##### GEGEVEN TEKSTFRAGMENT
3.3 De Rechtbank heeft deze verweren verworpen, evenals de overige
verweren van Fino ten aanzien van haar door de verzekeraars gestelde
aansprakelijkheid. De Rechtbank gelastte bewijslevering ten aanzien
van de omvang van de schade.
3.4 In het daartegen door Fino ingestelde hoger beroep heeft het Hof
het bestreden vonnis vernietigd en de vordering van de verzekeraars
alsnog afgewezen. Samengevat weergegeven en voorzover in cassatie van
belang, heeft het daartoe als volgt overwogen.
(a) De centrale vraag is of Fino toerekenbaar is tekortgeschoten in
haar verplichtingen die uit de beveiligingsovereenkomst voortvloeiden
tegenover Mevi, respectievelijk of zij onrechtmatig heeft gehandeld
tegenover de eigenaren van de ontvreemde sigaretten (rov. 3). Omdat in
het onderhavige geval van een inspanningsverbintenis sprake is, moet
worden nagegaan of Fino is tekortgeschoten in de inspanning die onder
de gegeven omstandigheden op grond van de beveiligingsovereenkomst van
haar kon worden verlangd (rov. 4).
(b) Wat betreft de eerste inbraak hebben de surveillanten van Fino,
die geen toegang hadden tot de loods, het inwendige daarvan met behulp
van camera's onderzocht en daarbij geen onregelmatigheden
geconstateerd. Ook de roldeur die zich het dichtst bij de onderhavige
detector bevond, is gecontroleerd. Voorts is het alarm gereset en is
bij de meldkamer van Fino gecontroleerd of de alarminstallatie weer op
scherp stond, hetgeen het geval was. Gedurende die nacht hebben
surveillanten met wisselende frequentie per auto op het
bedrijfsterrein gesurveilleerd. Wat betreft de tweede inbraak hebben
zowel twee surveillanten van Fino als 24 man van de brandweer ter
plaatse een onderzoek ingesteld. De surveillanten hebben dit keer ook
de loods zelf betreden en hebben daar met name de omgeving van de
detector die was afgegaan, onderzocht. Zij hebben geen brand(lucht) of
onraad geconstateerd. Ook deze nacht hebben surveillanten met
wisselende intervallen per auto op het bedrijfsterrein gesurveilleerd
(rov. 5).
##########
##### AANGELEVERDE GEGEVENS
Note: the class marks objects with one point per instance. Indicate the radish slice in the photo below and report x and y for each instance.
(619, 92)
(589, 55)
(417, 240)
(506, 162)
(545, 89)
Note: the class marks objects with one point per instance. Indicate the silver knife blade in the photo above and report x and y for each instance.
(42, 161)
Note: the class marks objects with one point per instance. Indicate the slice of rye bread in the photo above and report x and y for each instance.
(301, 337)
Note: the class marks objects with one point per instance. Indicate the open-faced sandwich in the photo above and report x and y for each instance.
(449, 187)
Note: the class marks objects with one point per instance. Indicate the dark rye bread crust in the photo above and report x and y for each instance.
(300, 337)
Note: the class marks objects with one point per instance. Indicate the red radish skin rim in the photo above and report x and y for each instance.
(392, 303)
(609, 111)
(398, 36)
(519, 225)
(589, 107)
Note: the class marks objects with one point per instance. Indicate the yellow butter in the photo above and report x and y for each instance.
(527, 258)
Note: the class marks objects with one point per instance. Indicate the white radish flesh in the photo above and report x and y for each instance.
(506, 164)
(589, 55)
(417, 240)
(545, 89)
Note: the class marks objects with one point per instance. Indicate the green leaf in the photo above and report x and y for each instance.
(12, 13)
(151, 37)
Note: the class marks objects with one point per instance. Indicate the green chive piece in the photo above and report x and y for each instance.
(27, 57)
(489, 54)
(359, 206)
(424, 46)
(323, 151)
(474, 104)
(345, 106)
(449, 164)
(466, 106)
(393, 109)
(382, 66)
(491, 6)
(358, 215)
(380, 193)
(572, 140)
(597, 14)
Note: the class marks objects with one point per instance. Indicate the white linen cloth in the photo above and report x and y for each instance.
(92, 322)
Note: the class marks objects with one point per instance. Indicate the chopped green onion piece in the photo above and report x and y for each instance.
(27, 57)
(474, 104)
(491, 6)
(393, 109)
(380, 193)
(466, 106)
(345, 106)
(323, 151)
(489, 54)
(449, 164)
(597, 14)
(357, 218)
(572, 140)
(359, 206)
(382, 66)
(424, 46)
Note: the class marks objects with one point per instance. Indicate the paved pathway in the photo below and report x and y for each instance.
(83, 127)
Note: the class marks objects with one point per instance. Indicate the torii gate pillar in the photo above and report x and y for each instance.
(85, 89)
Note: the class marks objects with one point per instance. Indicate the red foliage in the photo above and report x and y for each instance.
##########
> _WAT TE DOEN_
Schrijf het fragment over de rechtszaak tussen Fino en de verzekeraars verder, aansluitend op de laatste zin ervan. Deze records komen uit een andere bron dan het tekstfragment.

> _UITKOMST OPDRACHT_
(c) Onder deze omstandigheden is geen sprake van een toerekenbare
tekortkoming dan wel een onrechtmatige daad van Fino. Niet is komen
vast te staan dat Fino, mede gelet op de voor haar surveillances in
rekening gebrachte prijs, niet heeft gedaan wat redelijkerwijs van
haar mocht worden verwacht (rov. 6). Dat sprake zou zijn van een
toerekenbare tekortkoming dan wel een onrechtmatige daad is te minder
voor de hand liggend nu de onderhavige alarminstallatie veelvuldig
loze meldingen gaf (rov. 9).
(d) Weliswaar heeft Fino minder frequent gesurveilleerd dan
overeengekomen, maar niet is aannemelijk gemaakt of zelfs gesteld dat
causaal verband bestaat tussen de gevorderde schade en de frequentie
van de surveillances (rov. 6). Voorts is in de specifieke
omstandigheden van het geval niet komen vast te staan dat
surveillanten de inbraak zouden hebben ontdekt indien zij tijdens de
beide inbraken wél rondom de loods hadden gesurveilleerd (rov. 7-8).
3.5 Onderdeel Ib - onderdeel Ia bevat geen klacht - stelt dat het Hof ten onrechte op grond van het ontbreken van causaal verband tussen de als gevolg van de inbraak geleden schade en de gestelde tekortkoming van Fino, heeft geoordeeld dat Fino niet is tekortgeschoten in de nakoming van haar contractuele verbintenissen. Deze beide voorwaarden voor aansprakelijkheid moeten van elkaar worden onderscheiden. Het onderdeel mist feitelijke grondslag. In 's Hofs arrest is wel degelijk onderscheid gemaakt tussen de vragen of Fino toerekenbaar is tekortgeschoten in de nakoming van haar verplichtingen uit de beveiligingsovereenkomst (zie hiervoor onder 3.4(c)) en of causaal verband bestaat tussen die eventuele tekortkoming (dan wel onrechtmatig handelen) en de door Mevi en de eigenaren van de ontvreemde sigaretten geleden schade (zie onder 3.4(d)).
3.6 Onderdeel Ic stelt dat in cassatie tot uitgangspunt dient dat Fino
minder frequent heeft gesurveilleerd dan overeengekomen en dat
vaststaat dat zij niet geheel rond het gebouw heeft gesurveilleerd;
het wijst bovendien erop dat de verzekeraars het verwijt tot Fino
hebben gericht dat zij "onvoldoende alarmopvolging" heeft toegepast.
Op deze gronden acht het onderdeel onjuist en/of onbegrijpelijk 's
Hofs oordeel in rov. 6, eerste volzin, dat "niet is komen vast te
staan dat in dezen sprake is van een tekortkoming in bovenbedoelde
zin".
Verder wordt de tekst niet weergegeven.